## MATERIAL PROVIDED
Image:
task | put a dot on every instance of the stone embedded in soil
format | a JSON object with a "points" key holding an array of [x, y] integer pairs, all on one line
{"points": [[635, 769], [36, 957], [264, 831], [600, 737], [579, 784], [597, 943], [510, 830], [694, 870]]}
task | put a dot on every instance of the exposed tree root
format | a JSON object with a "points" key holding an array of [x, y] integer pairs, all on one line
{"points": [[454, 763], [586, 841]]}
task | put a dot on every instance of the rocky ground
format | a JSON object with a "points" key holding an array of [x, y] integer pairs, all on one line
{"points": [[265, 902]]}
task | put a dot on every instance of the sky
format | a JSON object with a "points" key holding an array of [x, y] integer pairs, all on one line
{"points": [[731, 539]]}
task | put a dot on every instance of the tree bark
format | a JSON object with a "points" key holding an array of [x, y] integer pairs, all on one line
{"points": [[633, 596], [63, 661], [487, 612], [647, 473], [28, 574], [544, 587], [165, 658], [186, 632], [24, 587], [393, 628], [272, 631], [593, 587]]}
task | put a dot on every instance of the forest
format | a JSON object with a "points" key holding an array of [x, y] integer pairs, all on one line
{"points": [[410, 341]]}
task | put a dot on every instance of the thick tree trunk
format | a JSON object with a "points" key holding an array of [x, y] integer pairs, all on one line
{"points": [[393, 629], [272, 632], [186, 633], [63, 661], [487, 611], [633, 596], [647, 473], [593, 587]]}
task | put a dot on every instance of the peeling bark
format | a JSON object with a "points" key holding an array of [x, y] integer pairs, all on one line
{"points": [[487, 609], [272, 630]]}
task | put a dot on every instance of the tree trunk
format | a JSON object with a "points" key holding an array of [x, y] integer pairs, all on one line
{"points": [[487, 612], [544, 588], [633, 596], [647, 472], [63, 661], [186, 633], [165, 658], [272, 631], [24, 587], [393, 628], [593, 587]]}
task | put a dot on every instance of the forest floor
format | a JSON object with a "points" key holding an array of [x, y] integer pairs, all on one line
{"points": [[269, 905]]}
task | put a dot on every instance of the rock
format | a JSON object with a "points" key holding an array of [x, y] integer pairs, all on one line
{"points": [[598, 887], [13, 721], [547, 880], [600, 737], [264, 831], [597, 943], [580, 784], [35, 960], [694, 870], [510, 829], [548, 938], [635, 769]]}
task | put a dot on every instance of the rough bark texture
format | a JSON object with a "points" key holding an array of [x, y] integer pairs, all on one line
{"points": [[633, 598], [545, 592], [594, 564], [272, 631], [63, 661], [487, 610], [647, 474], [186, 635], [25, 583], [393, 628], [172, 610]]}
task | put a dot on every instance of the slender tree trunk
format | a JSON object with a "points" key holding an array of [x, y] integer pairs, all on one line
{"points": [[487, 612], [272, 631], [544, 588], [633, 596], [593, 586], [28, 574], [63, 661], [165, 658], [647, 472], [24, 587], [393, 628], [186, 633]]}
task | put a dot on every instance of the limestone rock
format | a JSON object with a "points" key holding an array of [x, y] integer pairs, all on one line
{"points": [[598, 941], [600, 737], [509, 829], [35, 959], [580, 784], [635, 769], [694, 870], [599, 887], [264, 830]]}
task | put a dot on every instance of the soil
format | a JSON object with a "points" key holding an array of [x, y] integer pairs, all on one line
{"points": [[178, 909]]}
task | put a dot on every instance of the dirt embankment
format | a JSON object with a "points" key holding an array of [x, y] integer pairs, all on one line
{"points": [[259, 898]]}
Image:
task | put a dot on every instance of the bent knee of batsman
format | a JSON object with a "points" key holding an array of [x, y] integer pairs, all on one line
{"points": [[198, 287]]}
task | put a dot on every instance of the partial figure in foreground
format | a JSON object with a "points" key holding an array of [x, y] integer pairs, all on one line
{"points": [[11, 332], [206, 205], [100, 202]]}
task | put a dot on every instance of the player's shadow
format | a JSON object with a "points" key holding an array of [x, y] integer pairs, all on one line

## ACTIVITY
Using the material above, print word for word the lines from the one holding "task | put a dot on every instance of the limestone" through the last line.

## ANSWER TO THE EXERCISE
task | put a dot on every instance of the limestone rock
format | a JSON object with a "points" key holding an array of [x, y] integer pairs, all on one line
{"points": [[598, 941], [600, 737], [509, 829], [35, 959], [580, 784], [635, 769], [694, 870], [599, 887], [264, 830]]}
task | put a dot on every instance of the soil
format | a JSON object with a "points" key holding an array of [x, y] integer pairs, all on one line
{"points": [[178, 909]]}
task | put a dot on every instance of the dirt embankment
format | a JSON object with a "points" key holding an array of [x, y] integer pairs, all on one line
{"points": [[259, 898]]}
Image:
task | put a dot on every instance of the bent knee of batsman
format | a JSON object with a "points" key holding an array of [x, y] integer pairs, all on one line
{"points": [[198, 287]]}
task | put a dot on every instance of the partial figure in foreground
format | a JSON object with a "points" key holding an array of [x, y] integer pairs, all on one line
{"points": [[11, 332], [206, 205], [100, 202]]}
task | put a dot on every instance of the player's shadow
format | a JSON object with a "points" key holding an array of [x, y] integer pairs, all on one line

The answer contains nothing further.